GOAL OF THE EXERCISE:
Retype the records below word for word, keeping each line and every number unchanged.

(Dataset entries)
====

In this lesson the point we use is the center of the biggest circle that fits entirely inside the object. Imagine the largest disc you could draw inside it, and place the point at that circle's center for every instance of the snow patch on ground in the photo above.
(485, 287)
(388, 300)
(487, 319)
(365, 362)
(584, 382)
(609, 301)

====

FINAL RESULT:
In this lesson the point we use is the center of the biggest circle that fits entirely inside the object. Imagine the largest disc you could draw inside it, and place the point at that circle's center for every instance of the snow patch on ground in the photo above.
(485, 287)
(388, 300)
(487, 319)
(365, 362)
(584, 382)
(609, 301)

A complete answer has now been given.